--- Start Passage to read ---

# Dark sable adult female in Texas looking for the perfect home



## Emoore (Oct 9, 2002)

Kopper's breeder has asked me to keep my eyes and ears open for the perfect retirement home for Kopper's mom, Wido Frantiska Vom Holtzberg - German Shepherd Dog. She's only six years old and still has a lot of energy and drive, especially ball drive. She's had some obedience and protection work years ago but is probably rusty now. She's housebroken but hasn't ever been left in the house all day alone. 










This is a really special dog and I like her a lot-- if I didn't have my hands full with work, school, the boys, and husband I'd be taking her. Hoping to find her a really awesome home where she can be queen of the couch and an active companion for a lot more years. 

PM me for more info.


----------



## LaRen616 (Mar 4, 2010)

Awwww, it's a shame you cant take her. She's a beauty and she would get to live with her son for the rest of her life.


----------



## DanielleOttoMom (May 11, 2010)

Awww Kopper's Momma. I meet her once she is beautiful!  I love her personality too. She would make someone really happy.  Too bad you can't take her. Hopes she gets a great home.


----------



## Jelpy (Nov 8, 2009)

She's gorgeous. I'd throw my hat in for her, but I've already got five dogs. I could give her attention but she would hardly be an only dog. I'll keep my eyes open. 

jelpy


----------



## dogsnkiddos (Jul 22, 2008)

--- End Passage to read ---
--- Start Excerpted data ---

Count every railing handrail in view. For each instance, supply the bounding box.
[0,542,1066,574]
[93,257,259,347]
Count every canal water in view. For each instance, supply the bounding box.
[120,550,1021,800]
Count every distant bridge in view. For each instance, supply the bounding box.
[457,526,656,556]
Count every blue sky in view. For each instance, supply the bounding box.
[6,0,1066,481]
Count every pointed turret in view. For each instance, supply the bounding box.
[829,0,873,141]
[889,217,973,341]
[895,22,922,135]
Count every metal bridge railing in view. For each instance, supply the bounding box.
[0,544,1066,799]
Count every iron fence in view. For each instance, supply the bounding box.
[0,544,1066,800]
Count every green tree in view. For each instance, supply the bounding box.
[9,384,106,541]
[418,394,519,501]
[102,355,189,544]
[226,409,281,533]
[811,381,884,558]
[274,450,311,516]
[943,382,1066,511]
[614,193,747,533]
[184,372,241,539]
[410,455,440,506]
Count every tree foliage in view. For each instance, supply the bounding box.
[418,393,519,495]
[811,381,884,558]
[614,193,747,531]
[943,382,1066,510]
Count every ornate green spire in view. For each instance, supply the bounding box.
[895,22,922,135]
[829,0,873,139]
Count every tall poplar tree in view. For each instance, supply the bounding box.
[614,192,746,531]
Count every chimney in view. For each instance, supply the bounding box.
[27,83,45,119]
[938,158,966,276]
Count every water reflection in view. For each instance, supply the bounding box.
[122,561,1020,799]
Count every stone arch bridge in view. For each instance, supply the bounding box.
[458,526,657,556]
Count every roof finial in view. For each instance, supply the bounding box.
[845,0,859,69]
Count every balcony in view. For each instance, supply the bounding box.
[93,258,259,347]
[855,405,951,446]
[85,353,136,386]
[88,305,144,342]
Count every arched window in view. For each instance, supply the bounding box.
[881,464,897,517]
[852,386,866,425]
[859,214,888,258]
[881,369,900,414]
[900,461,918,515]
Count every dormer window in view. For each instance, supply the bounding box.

--- End Excerpted data ---

The tasks
**A.** According to the forum thread about rehoming Kopper's mom, what kind of drive is she especially strong in?
**B.** Repeat the part of the forum thread about rehoming Kopper's mom between "Awwww, it's a" and "(May 11, 2010)", inclusive.
**C.** Go on with the forum thread about finding a home for Kopper's mom, picking up right after its final line.

Answers to each task
**A.** Ball drive.

**B.**
Awwww, it's a shame you cant take her. She's a beauty and she would get to live with her son for the rest of her life.


----------



## DanielleOttoMom (May 11, 2010)

**C.**
So beautiful.... so Beast looking....so far away from me


----------



## LoveEcho (Mar 4, 2011)

Oh man... I would LOVE to take her... I'm a little nervous about potentially having to find housing with not one but two GSD's though... I wonder how much transport from TX would cost?


----------



## KZoppa (Aug 14, 2010)

she's a beauty!! I'd take her if she comes already spayed! and cat friendly. Unfortunately Geramy would kill me no matter how pretty she is.


----------



## Stevenzachsmom (Mar 3, 2008)

Ah Krystal....Wouldn't it be lovely if she came to MD and we could share joint custody?

Old dog is going to bite my butt for even thinkin' it. LOL!


----------



## Emoore (Oct 9, 2002)

KZoppa said:


> she's a beauty!! I'd take her if she comes already spayed! and cat friendly.



From what I understand, she is being let go for a very very low adoption fee to the right home. I have not been given an exact figure. I'm sure you could apply the fee towards the cost of the spay and Sherrie would have her spayed before you picked her up, though. 

I don't know how she'd do with cats, but I imagine not well. She's pretty high prey drive and I don't believe she's lived with cats.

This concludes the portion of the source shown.